**Objective**
Please rewrite the lines of all the items, swapping "cut off by the frame" for "partly outside the image" wherever it appears and keeping everything else the same. Leave the pictures out of your answer.

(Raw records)
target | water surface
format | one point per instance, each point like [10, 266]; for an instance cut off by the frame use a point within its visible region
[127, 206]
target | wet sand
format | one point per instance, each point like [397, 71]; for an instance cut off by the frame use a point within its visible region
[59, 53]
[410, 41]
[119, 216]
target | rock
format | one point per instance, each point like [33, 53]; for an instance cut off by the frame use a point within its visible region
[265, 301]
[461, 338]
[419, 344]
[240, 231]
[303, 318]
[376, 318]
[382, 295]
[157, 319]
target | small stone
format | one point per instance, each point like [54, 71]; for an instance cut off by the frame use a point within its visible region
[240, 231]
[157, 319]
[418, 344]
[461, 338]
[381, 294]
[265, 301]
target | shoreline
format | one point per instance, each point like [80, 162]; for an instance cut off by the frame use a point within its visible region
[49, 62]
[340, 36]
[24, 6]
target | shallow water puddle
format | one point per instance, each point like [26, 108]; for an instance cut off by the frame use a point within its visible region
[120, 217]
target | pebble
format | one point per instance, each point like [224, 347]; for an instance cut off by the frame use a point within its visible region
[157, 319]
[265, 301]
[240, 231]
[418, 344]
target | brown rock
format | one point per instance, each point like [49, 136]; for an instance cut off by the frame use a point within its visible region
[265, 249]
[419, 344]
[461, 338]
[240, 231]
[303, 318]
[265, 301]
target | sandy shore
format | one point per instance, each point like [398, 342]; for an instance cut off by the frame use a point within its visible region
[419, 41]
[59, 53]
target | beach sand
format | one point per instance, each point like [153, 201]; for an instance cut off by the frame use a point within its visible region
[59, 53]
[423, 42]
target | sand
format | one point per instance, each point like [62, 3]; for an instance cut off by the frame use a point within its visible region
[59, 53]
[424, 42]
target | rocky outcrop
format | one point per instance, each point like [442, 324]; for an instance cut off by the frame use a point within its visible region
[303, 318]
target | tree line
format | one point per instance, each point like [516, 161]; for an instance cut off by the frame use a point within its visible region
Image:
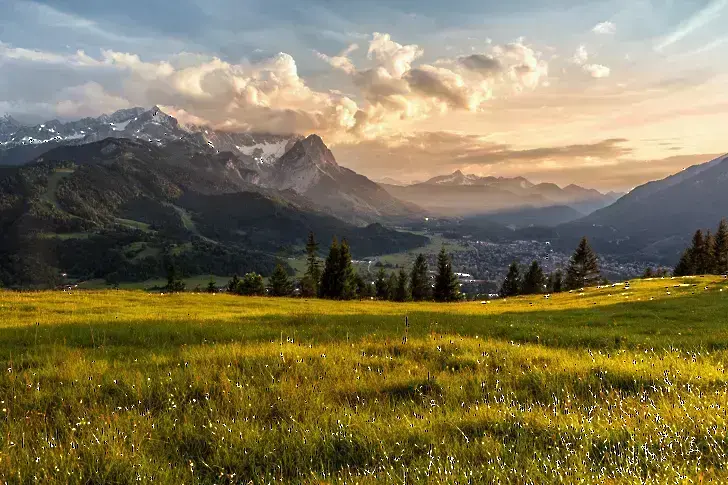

**Correct output**
target | water surface
format | one point per instance, each point like [10, 266]; for an instance partly outside the image use a point within its visible region
[127, 206]
target | wet sand
format | one point per instance, each point like [397, 71]; for an instance partly outside the image use a point within its visible region
[59, 53]
[410, 41]
[119, 216]
target | rock
format | one point per instance, each point like [33, 53]; for an instance partly outside the image use a point within its visible region
[265, 301]
[461, 338]
[419, 344]
[240, 231]
[303, 318]
[376, 318]
[382, 295]
[157, 319]
target | small stone
format | one point per instance, each point like [54, 71]; for an instance partly outside the image use a point within its visible region
[240, 231]
[157, 319]
[418, 344]
[461, 338]
[381, 294]
[265, 301]
target | shoreline
format | one point per instance, each point like [80, 162]; for an instance partly outside the image use a point within its visible region
[49, 62]
[340, 36]
[24, 6]
target | shallow water puddle
format | one point per instance, each point like [26, 108]; for an instance partly outside the image use a point within its visible region
[120, 217]
target | pebble
format | one point per instance, each point like [224, 347]; for an instance partly outside the image use a point within its visible region
[157, 319]
[265, 301]
[240, 231]
[418, 344]
target | brown rock
format | one point per instance, each point like [49, 136]; for an instance partly outside the image use a point within its visible region
[265, 249]
[419, 344]
[461, 338]
[240, 231]
[303, 318]
[265, 301]
target | sandy shore
format | one point per instance, each point like [398, 342]; for an instance partly outside the image use a point within its visible region
[419, 41]
[59, 53]
target | beach sand
format | one point per instance, each point like [153, 201]; for an instance partly outside the image use a point within its visible region
[59, 53]
[423, 42]
target | sand
format | one point per instance, each point like [62, 3]; for an instance partly outside the image use a point within its visible region
[59, 53]
[424, 42]
target | rocky outcrop
format | one point per instance, each point like [442, 324]; for an instance partly outside the image use a point within its visible region
[303, 318]
target | tree line
format | one point per instance, each point like [516, 161]; for an instance partly outside the image use a point within its visible region
Image:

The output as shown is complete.